--- MATERIAL PROVIDED Enclosed Below ---
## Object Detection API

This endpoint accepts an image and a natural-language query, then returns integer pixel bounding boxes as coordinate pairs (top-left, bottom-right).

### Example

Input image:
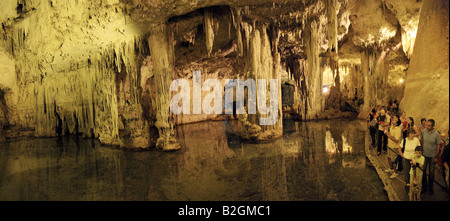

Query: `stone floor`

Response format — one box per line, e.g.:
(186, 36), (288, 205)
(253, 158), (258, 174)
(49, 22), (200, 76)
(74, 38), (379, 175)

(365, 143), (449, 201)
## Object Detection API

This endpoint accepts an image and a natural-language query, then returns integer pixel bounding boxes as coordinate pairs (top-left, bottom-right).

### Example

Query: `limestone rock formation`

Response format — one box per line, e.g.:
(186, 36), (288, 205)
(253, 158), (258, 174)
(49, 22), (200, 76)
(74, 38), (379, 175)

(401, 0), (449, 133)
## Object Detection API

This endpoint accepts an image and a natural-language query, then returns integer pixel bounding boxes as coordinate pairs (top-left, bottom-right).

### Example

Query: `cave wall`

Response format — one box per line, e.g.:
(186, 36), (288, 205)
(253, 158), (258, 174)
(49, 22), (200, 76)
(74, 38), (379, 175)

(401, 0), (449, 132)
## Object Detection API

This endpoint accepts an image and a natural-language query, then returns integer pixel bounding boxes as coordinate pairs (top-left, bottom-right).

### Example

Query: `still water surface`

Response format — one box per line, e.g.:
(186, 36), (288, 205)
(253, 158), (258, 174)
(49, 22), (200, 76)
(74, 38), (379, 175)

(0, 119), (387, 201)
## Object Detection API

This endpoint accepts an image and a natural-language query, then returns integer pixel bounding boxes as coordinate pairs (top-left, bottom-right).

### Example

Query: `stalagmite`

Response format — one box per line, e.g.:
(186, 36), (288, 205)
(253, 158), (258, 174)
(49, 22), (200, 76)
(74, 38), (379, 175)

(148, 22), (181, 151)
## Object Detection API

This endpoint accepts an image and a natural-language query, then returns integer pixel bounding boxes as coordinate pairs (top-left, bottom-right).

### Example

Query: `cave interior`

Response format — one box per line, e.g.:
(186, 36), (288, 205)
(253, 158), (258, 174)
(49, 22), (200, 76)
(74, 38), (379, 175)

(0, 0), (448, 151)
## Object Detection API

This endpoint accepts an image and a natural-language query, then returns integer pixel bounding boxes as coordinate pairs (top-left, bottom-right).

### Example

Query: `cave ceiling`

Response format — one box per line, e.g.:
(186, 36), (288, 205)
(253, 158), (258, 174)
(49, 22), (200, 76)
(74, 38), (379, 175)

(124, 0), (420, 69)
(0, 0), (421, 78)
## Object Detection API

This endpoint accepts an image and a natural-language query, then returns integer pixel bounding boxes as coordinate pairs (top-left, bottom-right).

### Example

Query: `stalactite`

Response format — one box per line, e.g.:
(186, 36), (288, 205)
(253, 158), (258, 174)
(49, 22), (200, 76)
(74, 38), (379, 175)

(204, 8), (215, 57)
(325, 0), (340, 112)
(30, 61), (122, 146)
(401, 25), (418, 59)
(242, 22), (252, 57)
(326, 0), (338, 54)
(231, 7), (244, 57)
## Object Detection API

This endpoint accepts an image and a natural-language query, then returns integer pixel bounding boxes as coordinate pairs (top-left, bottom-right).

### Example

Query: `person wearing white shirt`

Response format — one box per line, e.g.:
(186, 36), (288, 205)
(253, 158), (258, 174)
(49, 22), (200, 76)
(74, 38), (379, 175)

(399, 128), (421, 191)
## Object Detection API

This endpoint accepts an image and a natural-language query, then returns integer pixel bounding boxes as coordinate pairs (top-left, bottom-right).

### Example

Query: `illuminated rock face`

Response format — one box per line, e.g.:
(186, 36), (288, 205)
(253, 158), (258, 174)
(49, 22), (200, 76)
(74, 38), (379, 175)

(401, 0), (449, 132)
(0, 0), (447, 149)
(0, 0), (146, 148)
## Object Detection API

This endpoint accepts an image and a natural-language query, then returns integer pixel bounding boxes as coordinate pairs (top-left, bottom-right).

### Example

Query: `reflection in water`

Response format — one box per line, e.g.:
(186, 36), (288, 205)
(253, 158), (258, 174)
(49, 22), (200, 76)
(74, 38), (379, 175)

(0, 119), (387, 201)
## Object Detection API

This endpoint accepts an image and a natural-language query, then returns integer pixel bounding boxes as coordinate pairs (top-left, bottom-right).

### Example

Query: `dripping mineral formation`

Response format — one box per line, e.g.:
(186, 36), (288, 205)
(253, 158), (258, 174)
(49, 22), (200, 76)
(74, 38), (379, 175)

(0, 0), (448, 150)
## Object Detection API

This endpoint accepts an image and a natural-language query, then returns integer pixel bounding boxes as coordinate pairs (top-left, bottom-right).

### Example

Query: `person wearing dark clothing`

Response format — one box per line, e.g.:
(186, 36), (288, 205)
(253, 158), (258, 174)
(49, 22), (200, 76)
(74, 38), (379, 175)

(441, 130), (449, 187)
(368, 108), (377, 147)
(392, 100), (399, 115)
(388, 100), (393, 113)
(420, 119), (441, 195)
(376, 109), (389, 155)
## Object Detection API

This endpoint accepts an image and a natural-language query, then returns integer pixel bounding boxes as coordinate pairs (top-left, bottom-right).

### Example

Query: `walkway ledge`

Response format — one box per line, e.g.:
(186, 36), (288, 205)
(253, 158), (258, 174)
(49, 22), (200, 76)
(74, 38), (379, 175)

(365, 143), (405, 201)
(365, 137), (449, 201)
--- End of Enclosed MATERIAL PROVIDED ---
▶ [WHAT YOU WILL DO] The records above must be output exactly, except for their pictures.

▶ [WRITTEN RESPONSE]
## Object Detection API

This endpoint accepts an image and a natural-language query, then returns integer pixel bounding boxes as coordinate pairs (top-left, bottom-right).

### Example

Input image:

Query: `stone floor`

Response format — one box per line, e.g.:
(186, 36), (288, 205)
(253, 158), (258, 174)
(49, 22), (200, 76)
(74, 38), (379, 175)

(365, 143), (449, 201)
## Object Detection API

This endpoint accepts an image and a natural-language query, then returns integer pixel bounding boxes as coordinate pairs (top-left, bottom-right).

### Example

Query: `limestone rock formation`

Response format — one box per line, e.g.:
(186, 36), (288, 205)
(253, 158), (258, 174)
(49, 22), (200, 76)
(74, 38), (379, 175)

(401, 0), (449, 133)
## Object Detection API

This endpoint accepts an image and a natural-language query, then returns integer pixel bounding boxes as coordinate pairs (top-left, bottom-right).

### Example

Query: `cave wall`

Response format — one box per line, e.g.:
(186, 36), (288, 205)
(253, 158), (258, 174)
(49, 22), (200, 76)
(74, 38), (379, 175)

(401, 0), (449, 132)
## Object Detection API

This endpoint accepts an image and a natural-language query, then returns integer pixel bounding boxes as coordinate pairs (top-left, bottom-right).

### Example

Query: `still water surface`

Response format — one box per line, e.g.:
(186, 36), (288, 205)
(253, 158), (258, 174)
(49, 22), (200, 76)
(74, 38), (379, 175)

(0, 119), (387, 201)
## Object Detection API

This endpoint accepts an image and a natural-language query, then returns integer pixel bounding boxes as coordinate pairs (top-left, bottom-right).

### Example

Query: `stalagmite`

Response format — one box per line, e.g.:
(186, 36), (288, 205)
(253, 158), (258, 174)
(49, 22), (200, 76)
(74, 38), (379, 175)

(148, 22), (181, 151)
## Object Detection API

This endpoint accepts an image and a natural-language query, then returns integer pixel bounding boxes as coordinate pairs (top-left, bottom-right).

### Example

Query: `cave interior`

Response format — one box per line, e.g.:
(186, 36), (288, 205)
(253, 158), (258, 174)
(49, 22), (200, 76)
(74, 38), (379, 175)

(0, 0), (448, 151)
## Object Detection API

This endpoint accepts an image and a natural-language query, then returns integer pixel bounding boxes as coordinate pairs (top-left, bottom-right).

### Example

Query: `cave ceiling`

Response format — one box per line, e.g.:
(186, 36), (288, 205)
(253, 158), (258, 174)
(49, 22), (200, 76)
(74, 38), (379, 175)

(124, 0), (420, 69)
(0, 0), (421, 78)
## Object Detection API

This endpoint accepts an image and a natural-language query, then returns integer pixel bounding boxes as coordinate pairs (top-left, bottom-right).

### Example

Query: `stalactite`

Response format — one box per line, e.g.:
(186, 36), (288, 205)
(253, 158), (258, 174)
(49, 22), (200, 76)
(74, 38), (379, 175)

(204, 8), (215, 57)
(325, 0), (340, 112)
(30, 61), (122, 146)
(401, 25), (418, 59)
(242, 22), (252, 57)
(326, 0), (338, 54)
(231, 7), (244, 57)
## Object Detection API

This endpoint accepts an image and a natural-language query, then returns integer pixel bounding boxes as coordinate pairs (top-left, bottom-right).

### Example

Query: `person wearing white shirt`

Response format — one box per line, e.g.:
(186, 36), (288, 205)
(253, 158), (258, 174)
(49, 22), (200, 76)
(74, 38), (379, 175)

(399, 128), (421, 191)
## Object Detection API

This endpoint accepts an image and a natural-language query, then returns integer pixel bounding boxes as coordinate pairs (top-left, bottom-right).

### Example

Query: `illuminated rock face`

Response format — one box per line, e.g.:
(186, 36), (288, 205)
(253, 158), (258, 174)
(49, 22), (200, 76)
(74, 38), (379, 175)

(401, 0), (449, 132)
(0, 0), (447, 149)
(0, 0), (146, 148)
## Object Detection API

This endpoint accepts an image and a natural-language query, then returns integer pixel bounding boxes as coordinate pairs (top-left, bottom-right).

### Example

Query: `reflection in water`

Response format — one box per line, e.g.:
(186, 36), (288, 205)
(253, 158), (258, 174)
(49, 22), (200, 76)
(74, 38), (379, 175)

(0, 119), (387, 201)
## Object Detection API

This endpoint accepts an image and a natural-language query, then returns integer pixel bounding boxes as coordinate pairs (top-left, bottom-right).

### Example

Query: `dripping mineral formation`

Response format — one box per line, e.g.:
(186, 36), (288, 205)
(253, 158), (258, 174)
(49, 22), (200, 76)
(74, 38), (379, 175)

(0, 0), (448, 150)
## Object Detection API

This endpoint accepts an image and a natural-language query, then returns integer pixel bounding boxes as coordinate pairs (top-left, bottom-right).

### Example

Query: `person wearing dark clothing`

Response format — one box per line, e.g.:
(186, 36), (288, 205)
(253, 158), (258, 174)
(49, 22), (200, 76)
(74, 38), (379, 175)

(441, 130), (449, 187)
(368, 108), (377, 147)
(392, 100), (399, 115)
(388, 100), (393, 113)
(420, 119), (441, 195)
(376, 109), (389, 155)
## Object Detection API

This endpoint accepts an image and a natural-language query, then returns integer pixel bounding boxes as coordinate pairs (top-left, bottom-right).

### Example

Query: `walkway ledge`

Response format — one box per line, e.g.:
(186, 36), (288, 205)
(253, 158), (258, 174)
(49, 22), (200, 76)
(74, 38), (379, 175)

(365, 143), (405, 201)
(365, 137), (449, 201)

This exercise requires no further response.